Data extracts
Start of Block

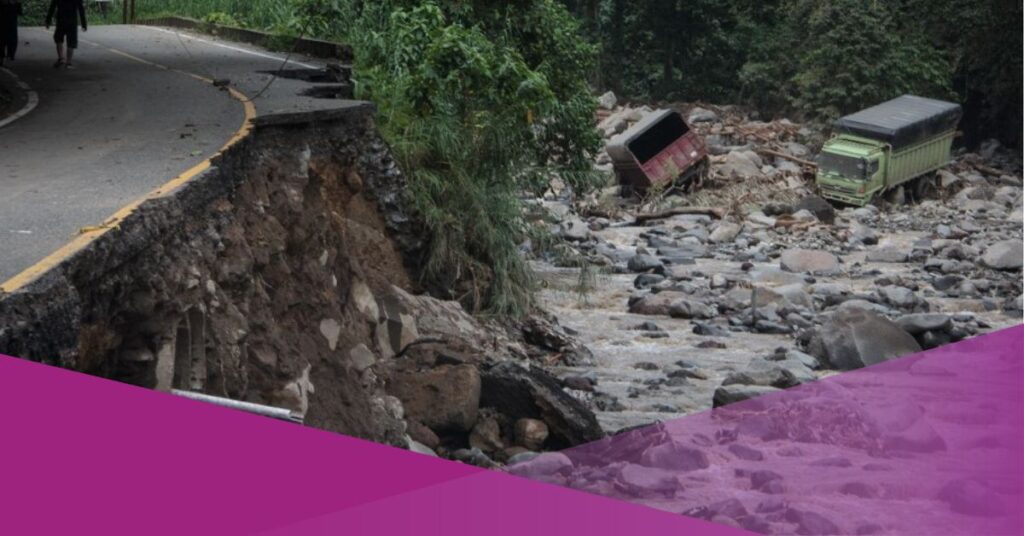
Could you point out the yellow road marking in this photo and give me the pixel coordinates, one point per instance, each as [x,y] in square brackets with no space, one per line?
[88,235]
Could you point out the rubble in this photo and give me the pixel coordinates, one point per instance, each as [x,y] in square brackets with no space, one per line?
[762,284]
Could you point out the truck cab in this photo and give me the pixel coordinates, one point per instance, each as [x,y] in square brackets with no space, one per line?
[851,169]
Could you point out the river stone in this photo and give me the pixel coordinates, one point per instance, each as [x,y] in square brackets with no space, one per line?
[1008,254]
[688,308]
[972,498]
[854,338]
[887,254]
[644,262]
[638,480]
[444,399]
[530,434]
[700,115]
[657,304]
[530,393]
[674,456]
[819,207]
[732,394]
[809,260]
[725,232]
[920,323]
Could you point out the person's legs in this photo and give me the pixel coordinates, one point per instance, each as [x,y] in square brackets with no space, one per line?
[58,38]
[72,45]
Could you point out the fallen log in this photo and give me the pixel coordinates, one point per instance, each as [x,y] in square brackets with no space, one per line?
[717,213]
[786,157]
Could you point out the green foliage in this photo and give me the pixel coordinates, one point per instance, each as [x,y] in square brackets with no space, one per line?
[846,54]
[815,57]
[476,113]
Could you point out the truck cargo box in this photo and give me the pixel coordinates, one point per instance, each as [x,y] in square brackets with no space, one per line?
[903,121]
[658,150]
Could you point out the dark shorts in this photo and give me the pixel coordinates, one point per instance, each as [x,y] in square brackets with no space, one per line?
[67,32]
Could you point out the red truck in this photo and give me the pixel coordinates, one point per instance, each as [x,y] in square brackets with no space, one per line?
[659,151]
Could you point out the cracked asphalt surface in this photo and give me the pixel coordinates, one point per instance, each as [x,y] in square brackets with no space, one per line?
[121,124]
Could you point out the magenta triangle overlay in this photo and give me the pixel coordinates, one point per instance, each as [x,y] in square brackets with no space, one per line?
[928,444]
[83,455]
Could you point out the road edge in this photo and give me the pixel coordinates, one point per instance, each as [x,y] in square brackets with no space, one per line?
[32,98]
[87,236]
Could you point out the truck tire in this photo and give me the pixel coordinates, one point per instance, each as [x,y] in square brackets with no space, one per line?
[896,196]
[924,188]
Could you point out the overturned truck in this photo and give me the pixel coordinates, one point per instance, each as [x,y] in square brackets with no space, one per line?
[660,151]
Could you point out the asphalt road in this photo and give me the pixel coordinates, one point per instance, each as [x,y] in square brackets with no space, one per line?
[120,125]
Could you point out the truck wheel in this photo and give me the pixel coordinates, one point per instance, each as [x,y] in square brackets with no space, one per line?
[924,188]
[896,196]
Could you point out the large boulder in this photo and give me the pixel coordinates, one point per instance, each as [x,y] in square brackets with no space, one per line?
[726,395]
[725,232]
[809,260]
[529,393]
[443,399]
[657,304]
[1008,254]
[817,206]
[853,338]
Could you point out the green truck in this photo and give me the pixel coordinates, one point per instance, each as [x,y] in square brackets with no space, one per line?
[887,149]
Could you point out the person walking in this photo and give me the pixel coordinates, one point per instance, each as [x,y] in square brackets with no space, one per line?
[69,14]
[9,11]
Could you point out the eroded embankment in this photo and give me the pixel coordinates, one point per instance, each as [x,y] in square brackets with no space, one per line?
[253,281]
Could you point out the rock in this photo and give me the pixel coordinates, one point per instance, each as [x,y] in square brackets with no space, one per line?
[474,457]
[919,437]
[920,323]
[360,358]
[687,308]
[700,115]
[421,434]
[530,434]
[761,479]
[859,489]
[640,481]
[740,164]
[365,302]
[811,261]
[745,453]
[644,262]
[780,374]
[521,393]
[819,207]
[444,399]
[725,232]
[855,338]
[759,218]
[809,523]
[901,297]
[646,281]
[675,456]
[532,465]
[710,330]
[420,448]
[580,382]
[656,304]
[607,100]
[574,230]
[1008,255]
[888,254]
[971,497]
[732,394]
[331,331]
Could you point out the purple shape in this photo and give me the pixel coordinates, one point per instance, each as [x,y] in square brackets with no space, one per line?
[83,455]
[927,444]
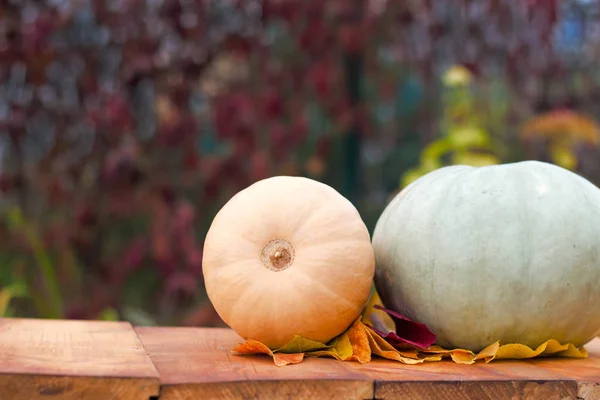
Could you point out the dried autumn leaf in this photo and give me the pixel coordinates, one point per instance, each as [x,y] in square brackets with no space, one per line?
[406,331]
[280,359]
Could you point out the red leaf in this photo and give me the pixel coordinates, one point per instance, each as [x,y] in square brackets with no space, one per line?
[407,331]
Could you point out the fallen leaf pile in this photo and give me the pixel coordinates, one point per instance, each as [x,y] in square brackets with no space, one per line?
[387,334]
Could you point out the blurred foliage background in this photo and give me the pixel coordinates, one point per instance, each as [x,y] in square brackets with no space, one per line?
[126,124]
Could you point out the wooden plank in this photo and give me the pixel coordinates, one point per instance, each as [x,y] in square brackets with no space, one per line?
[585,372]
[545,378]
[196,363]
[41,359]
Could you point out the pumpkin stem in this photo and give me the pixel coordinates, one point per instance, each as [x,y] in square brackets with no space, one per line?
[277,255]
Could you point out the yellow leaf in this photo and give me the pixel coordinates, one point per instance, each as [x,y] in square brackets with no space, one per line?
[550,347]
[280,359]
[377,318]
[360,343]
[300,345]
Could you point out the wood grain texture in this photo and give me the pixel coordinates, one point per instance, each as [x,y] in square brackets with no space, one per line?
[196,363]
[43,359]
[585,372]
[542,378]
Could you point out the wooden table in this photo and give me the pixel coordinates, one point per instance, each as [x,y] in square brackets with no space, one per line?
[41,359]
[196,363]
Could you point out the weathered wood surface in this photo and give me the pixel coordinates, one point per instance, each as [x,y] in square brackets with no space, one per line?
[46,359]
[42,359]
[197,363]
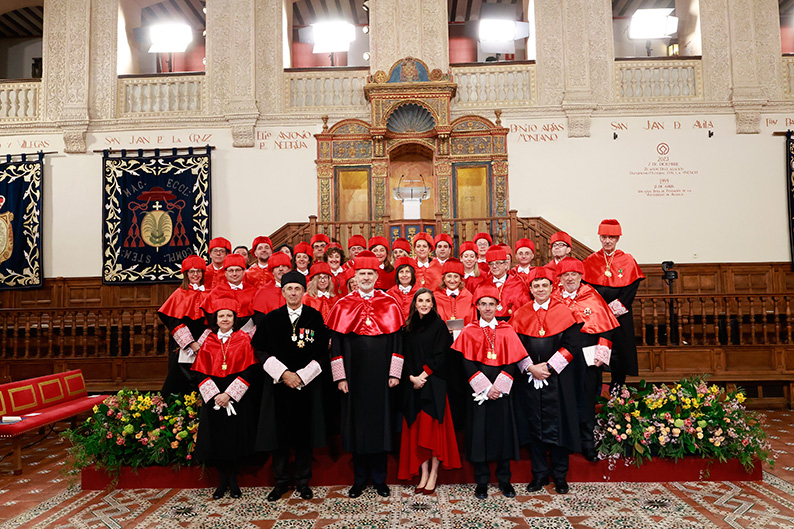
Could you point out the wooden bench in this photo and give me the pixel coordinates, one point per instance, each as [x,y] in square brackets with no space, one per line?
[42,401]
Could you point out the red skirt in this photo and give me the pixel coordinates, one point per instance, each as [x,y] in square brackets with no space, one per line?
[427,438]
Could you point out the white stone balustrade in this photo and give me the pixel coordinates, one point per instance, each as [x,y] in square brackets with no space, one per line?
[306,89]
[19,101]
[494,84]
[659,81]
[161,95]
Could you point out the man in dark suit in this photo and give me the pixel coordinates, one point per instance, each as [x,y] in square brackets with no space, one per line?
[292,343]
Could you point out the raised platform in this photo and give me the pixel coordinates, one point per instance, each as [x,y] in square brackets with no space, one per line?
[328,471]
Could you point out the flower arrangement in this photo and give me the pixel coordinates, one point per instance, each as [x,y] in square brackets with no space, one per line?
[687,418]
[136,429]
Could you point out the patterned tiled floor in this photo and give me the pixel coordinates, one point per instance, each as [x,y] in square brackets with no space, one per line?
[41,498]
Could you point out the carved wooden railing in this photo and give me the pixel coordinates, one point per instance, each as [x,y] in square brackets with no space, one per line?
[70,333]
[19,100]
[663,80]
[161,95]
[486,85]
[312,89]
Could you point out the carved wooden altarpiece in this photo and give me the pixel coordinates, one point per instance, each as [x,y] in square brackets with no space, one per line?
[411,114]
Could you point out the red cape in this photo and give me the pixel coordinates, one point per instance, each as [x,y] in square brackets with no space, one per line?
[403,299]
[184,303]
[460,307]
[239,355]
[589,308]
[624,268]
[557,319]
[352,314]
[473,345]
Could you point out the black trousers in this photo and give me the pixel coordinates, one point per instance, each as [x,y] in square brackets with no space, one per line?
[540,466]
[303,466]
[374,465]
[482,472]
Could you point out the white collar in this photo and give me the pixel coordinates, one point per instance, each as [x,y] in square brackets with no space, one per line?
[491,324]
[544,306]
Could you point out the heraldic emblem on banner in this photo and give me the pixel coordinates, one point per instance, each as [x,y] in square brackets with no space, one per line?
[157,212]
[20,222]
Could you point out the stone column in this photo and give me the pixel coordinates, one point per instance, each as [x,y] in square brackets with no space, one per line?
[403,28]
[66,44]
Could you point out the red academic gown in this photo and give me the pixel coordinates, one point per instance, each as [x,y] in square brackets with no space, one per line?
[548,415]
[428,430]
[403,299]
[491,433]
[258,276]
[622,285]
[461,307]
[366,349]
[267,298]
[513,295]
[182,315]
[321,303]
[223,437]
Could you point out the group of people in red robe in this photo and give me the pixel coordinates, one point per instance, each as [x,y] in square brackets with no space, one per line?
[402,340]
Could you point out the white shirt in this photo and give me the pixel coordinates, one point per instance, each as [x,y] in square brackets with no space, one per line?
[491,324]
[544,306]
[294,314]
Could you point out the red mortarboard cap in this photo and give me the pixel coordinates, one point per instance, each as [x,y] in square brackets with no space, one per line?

End of Block
Start of Block

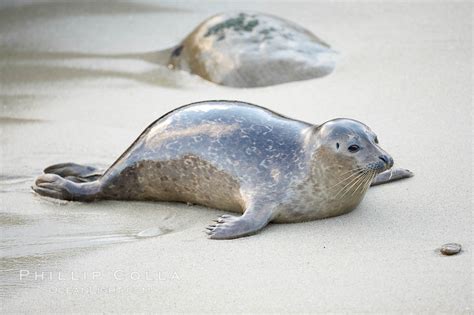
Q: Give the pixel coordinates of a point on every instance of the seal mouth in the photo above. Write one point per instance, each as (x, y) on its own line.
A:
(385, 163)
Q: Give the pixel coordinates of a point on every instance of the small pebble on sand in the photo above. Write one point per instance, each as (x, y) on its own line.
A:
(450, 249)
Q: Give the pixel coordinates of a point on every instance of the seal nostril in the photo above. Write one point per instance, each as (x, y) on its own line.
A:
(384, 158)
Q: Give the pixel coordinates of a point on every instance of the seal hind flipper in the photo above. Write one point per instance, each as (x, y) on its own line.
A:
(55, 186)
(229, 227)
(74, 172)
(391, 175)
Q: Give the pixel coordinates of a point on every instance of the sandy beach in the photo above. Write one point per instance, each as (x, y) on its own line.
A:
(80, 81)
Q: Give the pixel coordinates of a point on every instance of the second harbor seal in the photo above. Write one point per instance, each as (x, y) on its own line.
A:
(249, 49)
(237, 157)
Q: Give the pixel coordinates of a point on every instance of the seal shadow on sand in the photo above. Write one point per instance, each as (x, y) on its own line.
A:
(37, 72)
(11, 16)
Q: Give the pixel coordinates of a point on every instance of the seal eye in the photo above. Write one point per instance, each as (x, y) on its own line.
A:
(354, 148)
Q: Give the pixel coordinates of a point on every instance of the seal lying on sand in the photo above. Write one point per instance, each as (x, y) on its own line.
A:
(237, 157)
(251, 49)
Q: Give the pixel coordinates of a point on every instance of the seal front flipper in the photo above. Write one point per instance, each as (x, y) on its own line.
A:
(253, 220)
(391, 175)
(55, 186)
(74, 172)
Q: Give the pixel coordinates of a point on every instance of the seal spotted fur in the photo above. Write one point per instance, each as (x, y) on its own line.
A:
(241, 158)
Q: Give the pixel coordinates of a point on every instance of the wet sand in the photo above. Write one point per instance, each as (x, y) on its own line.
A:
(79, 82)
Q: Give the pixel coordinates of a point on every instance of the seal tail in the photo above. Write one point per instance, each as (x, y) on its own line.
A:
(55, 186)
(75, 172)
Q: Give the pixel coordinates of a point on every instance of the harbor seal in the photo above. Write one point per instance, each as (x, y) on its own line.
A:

End of Block

What to do
Check each line of the material for the word "harbor". State how many have it, and write nothing else.

Reply
2